*EXTRACT PROVIDED*:
____________

OpenAI's Point-E is DALL-E for 3D models. The extremely fast system generates a 3D point cloud from text.
Having already launched generative AI models for text and for images, OpenAI is now showing what could come next: a text-to-3D generator. Point-E generates 3D point clouds from text descriptions that can serve as models in virtual environments, for example. Apart from OpenAI, there are already other generative AI models for 3D, such as Google's Dreamfusion or Nvidia's Magic3D.
However, OpenAI's open-sourced Point-E is said to be significantly faster and can generate 3D models in one to two minutes on a single Nvidia V100 GPU.
OpenAI's Point-E generates point clouds
Point-E does not generate 3D models in the classical sense, but point clouds representing 3D shapes. In comparison, Google's Dreamfusion generates NeRFs - this takes significantly longer, but can represent significantly more details in contrast to a point cloud. However, the comparatively lower quality of Point-E allows the system to be efficient.
After Point-E generated a point cloud, it is then transformed by another model into meshes, which serve as a standard in 3D modeling and design. According to OpenAI, this process is not yet completely error-free: in some cases, certain parts of the cloud can be processed incorrectly, resulting in faulty meshes.
Two generative models in Point-E
Point-E itself consists of two models: a GLIDE model and an image-to-3D model. The former is similar to systems such as DALL-E or Stable Diffusion and can generate images from text descriptions. The second model was trained by OpenAI with images and associated 3D objects, learning to generate corresponding point clouds from images. For the training, the company used several million 3D objects and associated metadata, the paper says.
This two-step process can fail, the team reports. But it is so fast that it generates objects nearly 600 times faster than Dreamfusion. "This could make it more practical for certain applications, or could allow for the discovery of higher-quality 3D object," the team said.
We have presented Point·E, a system for text-conditional synthesis of 3D point clouds that first generates synthetic views and then generates colored point clouds conditioned on these views. We find that Point·E is capable of efficiently producing diverse and complex 3D shapes conditioned on text prompts.
OpenAI
Point-E is a starting point for further work in text-to-3D synthesis, according to OpenAI, and is open-source on Github. If the company's development of DALL-E 2, ChatGPT and other products are any guides, a Point-E 2 could shake up the 3D market as early as next year.

____________

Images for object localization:

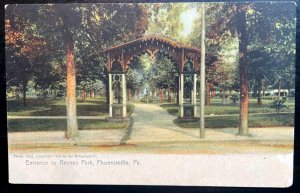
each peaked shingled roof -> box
[101,34,200,53]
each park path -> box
[126,103,198,143]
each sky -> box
[180,8,197,37]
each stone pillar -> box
[108,73,113,118]
[122,74,127,118]
[193,73,197,117]
[179,74,184,118]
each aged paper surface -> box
[5,1,296,187]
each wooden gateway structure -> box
[101,35,211,119]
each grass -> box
[7,98,134,132]
[7,97,133,116]
[7,119,128,132]
[175,113,294,128]
[161,98,295,115]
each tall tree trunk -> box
[236,5,249,135]
[278,80,281,100]
[104,80,110,111]
[22,78,27,107]
[65,34,78,138]
[257,79,262,105]
[168,84,172,102]
[160,89,164,103]
[81,86,86,102]
[205,82,211,106]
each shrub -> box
[271,97,288,113]
[230,94,239,103]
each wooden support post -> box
[108,73,113,118]
[179,74,184,118]
[193,73,197,117]
[122,74,127,118]
[200,3,205,138]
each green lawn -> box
[161,97,295,115]
[175,113,294,128]
[161,97,295,128]
[7,98,134,132]
[7,119,128,132]
[7,97,133,116]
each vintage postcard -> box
[5,1,296,187]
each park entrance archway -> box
[101,35,201,119]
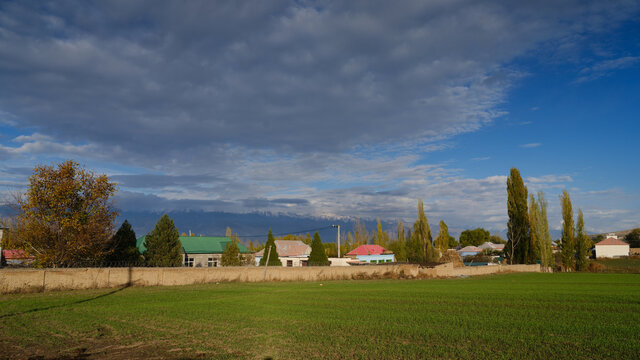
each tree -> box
[624,228,640,248]
[17,160,118,267]
[407,199,437,262]
[560,190,576,271]
[460,228,491,246]
[260,229,282,266]
[220,236,242,266]
[576,209,592,271]
[436,220,449,256]
[529,191,555,268]
[143,214,183,267]
[504,168,535,264]
[108,220,140,264]
[307,231,329,266]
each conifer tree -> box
[576,209,591,271]
[143,214,183,267]
[508,168,535,264]
[260,229,282,266]
[436,220,449,256]
[308,231,329,266]
[560,190,576,271]
[529,191,554,268]
[107,220,140,264]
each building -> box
[255,240,311,267]
[136,236,253,267]
[596,234,629,258]
[458,245,482,260]
[346,245,396,264]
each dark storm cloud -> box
[0,1,633,170]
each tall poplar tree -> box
[308,231,329,266]
[505,168,535,264]
[576,209,591,271]
[529,191,554,268]
[560,190,576,271]
[260,229,282,266]
[436,220,449,256]
[143,214,183,267]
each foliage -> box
[108,220,140,263]
[260,229,282,266]
[435,220,449,257]
[624,228,640,248]
[307,231,329,266]
[220,233,243,266]
[559,190,576,271]
[504,168,535,264]
[529,191,554,267]
[16,160,118,267]
[460,228,491,246]
[143,214,183,267]
[576,209,593,271]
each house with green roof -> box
[136,236,253,267]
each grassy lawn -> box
[0,273,640,359]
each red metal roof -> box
[347,245,387,255]
[2,249,33,260]
[596,238,629,246]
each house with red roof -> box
[596,234,629,258]
[345,245,396,264]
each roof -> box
[136,235,251,254]
[256,240,311,257]
[458,245,482,252]
[596,237,629,246]
[2,249,33,260]
[347,245,393,255]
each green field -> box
[0,273,640,359]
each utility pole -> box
[331,225,340,257]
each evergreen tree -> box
[529,191,555,267]
[107,220,140,264]
[436,220,449,256]
[560,190,576,271]
[260,229,282,266]
[220,236,242,266]
[143,214,183,266]
[412,199,437,262]
[504,168,535,264]
[308,231,329,266]
[576,209,591,271]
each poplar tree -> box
[143,214,183,267]
[560,190,576,271]
[529,191,554,268]
[260,229,282,266]
[413,199,437,262]
[308,231,329,266]
[436,220,449,256]
[505,168,535,264]
[576,209,591,271]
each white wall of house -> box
[596,245,629,258]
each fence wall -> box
[0,263,540,293]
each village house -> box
[136,236,253,267]
[255,240,311,267]
[346,245,396,264]
[596,234,629,258]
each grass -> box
[0,273,640,359]
[594,256,640,274]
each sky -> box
[0,0,640,233]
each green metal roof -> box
[136,235,251,254]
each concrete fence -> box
[0,263,540,293]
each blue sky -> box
[0,1,640,232]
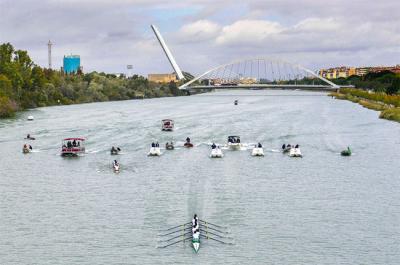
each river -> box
[0,90,400,265]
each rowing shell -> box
[192,238,200,253]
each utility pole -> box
[47,40,53,69]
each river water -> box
[0,90,400,264]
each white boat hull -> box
[251,147,264,156]
[210,149,224,158]
[228,143,242,150]
[289,148,303,157]
[148,147,161,156]
[22,148,31,154]
[192,242,200,253]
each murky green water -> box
[0,91,400,264]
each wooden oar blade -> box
[157,237,192,248]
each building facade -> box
[319,65,400,79]
[63,55,81,74]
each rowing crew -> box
[192,214,200,252]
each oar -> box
[158,226,191,236]
[200,229,232,238]
[158,232,192,242]
[200,235,233,245]
[162,222,192,231]
[157,237,192,248]
[199,220,228,229]
[200,225,229,234]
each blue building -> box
[63,55,81,74]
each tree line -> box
[331,71,400,95]
[0,43,186,118]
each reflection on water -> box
[0,90,400,264]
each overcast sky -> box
[0,0,400,75]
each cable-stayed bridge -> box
[151,25,339,90]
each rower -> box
[192,214,199,228]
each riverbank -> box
[0,43,186,118]
[329,88,400,122]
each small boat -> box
[24,134,36,140]
[183,142,193,148]
[289,147,303,157]
[148,147,161,156]
[22,144,32,154]
[228,136,242,150]
[251,147,264,156]
[113,160,120,173]
[282,144,292,154]
[165,142,174,150]
[340,147,351,156]
[210,147,224,158]
[110,146,121,155]
[192,231,200,253]
[157,215,233,253]
[61,138,85,156]
[161,119,174,131]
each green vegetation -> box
[330,71,400,122]
[329,88,400,122]
[0,43,186,118]
[331,71,400,95]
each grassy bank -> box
[329,88,400,122]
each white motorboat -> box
[61,138,85,156]
[210,147,224,158]
[148,147,161,156]
[113,162,120,173]
[22,144,32,154]
[228,136,242,150]
[161,119,174,131]
[251,147,264,156]
[110,146,121,155]
[289,147,303,157]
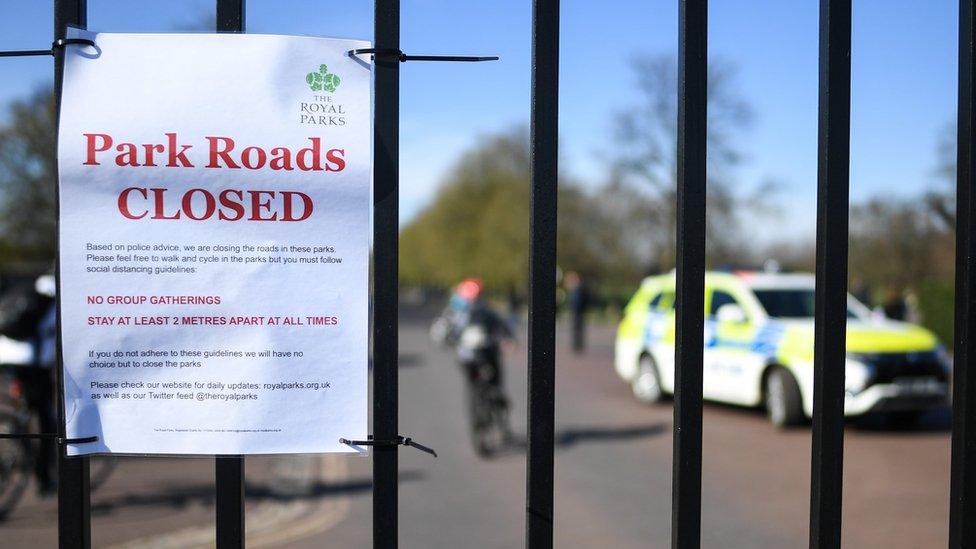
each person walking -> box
[566,271,590,354]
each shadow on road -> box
[397,353,424,368]
[849,408,952,435]
[556,423,670,448]
[484,423,671,458]
[91,471,424,515]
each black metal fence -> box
[3,0,976,549]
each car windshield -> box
[753,288,860,318]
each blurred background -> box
[0,0,958,547]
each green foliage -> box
[918,279,955,348]
[400,130,640,293]
[305,65,341,93]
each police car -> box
[614,272,951,427]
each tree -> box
[613,55,768,269]
[400,129,640,293]
[0,89,57,261]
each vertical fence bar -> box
[54,0,91,549]
[525,0,559,549]
[671,0,708,547]
[949,0,976,549]
[373,0,400,549]
[810,0,851,548]
[214,0,245,549]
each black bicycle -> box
[0,365,116,520]
[457,324,512,457]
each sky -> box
[0,0,958,239]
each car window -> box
[755,288,859,318]
[708,290,736,316]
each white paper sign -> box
[58,31,371,454]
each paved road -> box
[0,310,949,549]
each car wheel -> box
[630,355,664,404]
[764,368,804,427]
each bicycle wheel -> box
[0,412,31,519]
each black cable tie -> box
[0,433,98,444]
[0,38,95,57]
[346,48,498,63]
[339,435,437,457]
[51,38,95,51]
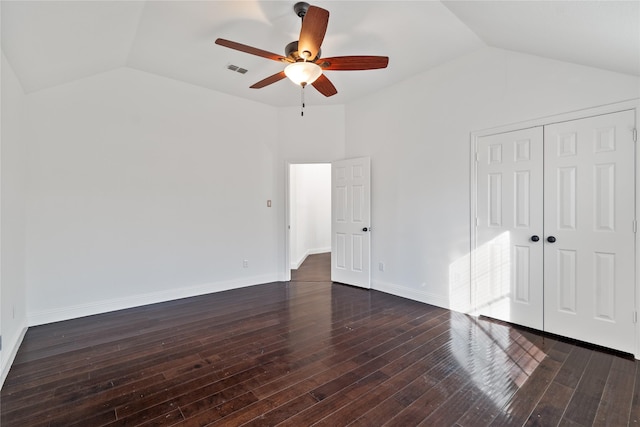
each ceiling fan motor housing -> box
[284,40,322,62]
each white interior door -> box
[331,157,371,288]
[473,127,543,329]
[544,111,635,353]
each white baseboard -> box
[371,280,450,310]
[291,247,331,270]
[27,274,278,326]
[0,323,27,388]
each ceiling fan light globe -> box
[284,62,322,86]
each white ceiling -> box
[0,0,640,106]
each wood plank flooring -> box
[0,254,640,427]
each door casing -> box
[469,99,640,359]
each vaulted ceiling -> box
[0,0,640,106]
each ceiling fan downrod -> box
[293,1,309,19]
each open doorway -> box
[287,163,331,281]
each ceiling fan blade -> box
[298,6,329,60]
[316,56,389,71]
[216,39,286,62]
[311,74,338,97]
[250,71,287,89]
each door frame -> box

____________

*TASK REQUIREMENTS*: Rewrite the part of the Point-E article that begins at the words "OpenAI's Point-E is" and stops after "Nvidia V100 GPU.", changing "Dreamfusion" to "DreamFusion" wherever it occurs.

*RESULT OF THIS TASK*:
OpenAI's Point-E is DALL-E for 3D models. The extremely fast system generates a 3D point cloud from text.
Having already launched generative AI models for text and for images, OpenAI is now showing what could come next: a text-to-3D generator. Point-E generates 3D point clouds from text descriptions that can serve as models in virtual environments, for example. Apart from OpenAI, there are already other generative AI models for 3D, such as Google's DreamFusion or Nvidia's Magic3D.
However, OpenAI's open-sourced Point-E is said to be significantly faster and can generate 3D models in one to two minutes on a single Nvidia V100 GPU.